[Records from a data collection]
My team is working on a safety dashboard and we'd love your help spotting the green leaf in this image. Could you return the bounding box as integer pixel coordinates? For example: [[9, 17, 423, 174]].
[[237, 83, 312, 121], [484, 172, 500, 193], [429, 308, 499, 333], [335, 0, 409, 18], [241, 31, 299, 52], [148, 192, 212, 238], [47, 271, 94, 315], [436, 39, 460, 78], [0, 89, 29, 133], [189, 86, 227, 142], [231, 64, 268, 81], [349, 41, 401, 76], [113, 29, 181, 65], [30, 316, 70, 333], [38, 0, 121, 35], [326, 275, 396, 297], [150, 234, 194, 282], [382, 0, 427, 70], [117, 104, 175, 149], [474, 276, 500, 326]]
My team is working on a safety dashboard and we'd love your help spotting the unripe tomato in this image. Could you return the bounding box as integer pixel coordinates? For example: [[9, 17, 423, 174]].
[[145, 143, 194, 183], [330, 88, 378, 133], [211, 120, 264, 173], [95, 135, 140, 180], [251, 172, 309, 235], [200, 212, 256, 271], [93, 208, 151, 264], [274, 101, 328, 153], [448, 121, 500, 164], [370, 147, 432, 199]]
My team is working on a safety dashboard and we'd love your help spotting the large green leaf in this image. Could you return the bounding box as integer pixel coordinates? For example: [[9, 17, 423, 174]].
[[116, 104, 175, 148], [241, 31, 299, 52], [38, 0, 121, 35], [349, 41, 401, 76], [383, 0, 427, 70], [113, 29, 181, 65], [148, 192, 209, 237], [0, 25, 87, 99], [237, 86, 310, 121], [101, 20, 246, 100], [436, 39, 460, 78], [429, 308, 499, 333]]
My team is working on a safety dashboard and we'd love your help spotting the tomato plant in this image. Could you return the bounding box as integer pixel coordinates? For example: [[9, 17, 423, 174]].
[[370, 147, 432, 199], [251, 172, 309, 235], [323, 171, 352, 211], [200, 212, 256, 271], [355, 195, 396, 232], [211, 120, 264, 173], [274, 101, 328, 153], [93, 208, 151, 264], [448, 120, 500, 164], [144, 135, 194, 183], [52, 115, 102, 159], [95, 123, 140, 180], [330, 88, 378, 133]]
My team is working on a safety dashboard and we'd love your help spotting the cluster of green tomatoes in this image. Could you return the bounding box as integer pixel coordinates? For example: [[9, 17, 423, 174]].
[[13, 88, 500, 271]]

**STATED TASK**
Rewrite every line of the material with "safety dashboard" replaced by "harvest tracker" and nothing else altered.

**RESPONSE BELOW**
My team is working on a harvest tracker and we'd love your help spotting the green leaf in this image. Could you return the bounding box as integer pixel coordinates? For example: [[9, 17, 423, 174]].
[[237, 83, 312, 121], [484, 172, 500, 193], [429, 308, 499, 333], [335, 0, 409, 18], [241, 31, 299, 52], [148, 192, 212, 238], [47, 271, 94, 315], [436, 39, 460, 78], [0, 89, 29, 133], [189, 86, 227, 142], [231, 64, 268, 81], [349, 41, 401, 76], [113, 29, 181, 65], [30, 316, 70, 333], [38, 0, 121, 35], [326, 275, 396, 297], [150, 234, 194, 282], [382, 0, 427, 70], [117, 104, 175, 149], [474, 276, 500, 326]]
My team is working on a harvest tracker and we'd love your help spotting the unripe tomato in this image. Could you return the bounding box as integer pixel coordinates? For example: [[9, 17, 423, 174]].
[[145, 143, 194, 183], [330, 88, 378, 133], [211, 120, 264, 173], [95, 135, 140, 180], [251, 172, 309, 235], [200, 212, 256, 271], [93, 208, 151, 264], [274, 101, 328, 153], [448, 121, 500, 164], [370, 147, 432, 199]]
My team is working on a harvest tracker and we'd love your help spotting the large green leaf in this image. Could you return the bounding box as integer pixel coordinates? For example: [[9, 17, 423, 174]].
[[116, 104, 175, 148], [241, 31, 299, 52], [38, 0, 121, 35], [349, 41, 401, 76], [383, 0, 427, 70], [113, 29, 181, 65], [148, 192, 209, 237], [0, 25, 87, 99], [237, 86, 310, 121], [101, 20, 246, 100], [436, 39, 460, 78], [429, 308, 499, 333]]
My team is working on a harvest tracker and we'd love your help spotting the tomato plant in this image. Could you return the bounding box as integer pixel coordinates? For example: [[9, 17, 423, 174]].
[[370, 147, 432, 199], [251, 172, 309, 235], [323, 171, 352, 211], [200, 212, 256, 271], [355, 195, 396, 232], [211, 120, 264, 173], [274, 101, 328, 153], [93, 208, 151, 264], [448, 120, 500, 164], [144, 135, 194, 183], [52, 115, 102, 159], [95, 123, 140, 180], [330, 88, 378, 133]]
My team is working on a harvest tracker and we'd love your help spotting the cluster of green tomatoes in this image. Could you return the bounding box as integer pixel coordinates? For example: [[9, 17, 423, 174]].
[[13, 88, 500, 271]]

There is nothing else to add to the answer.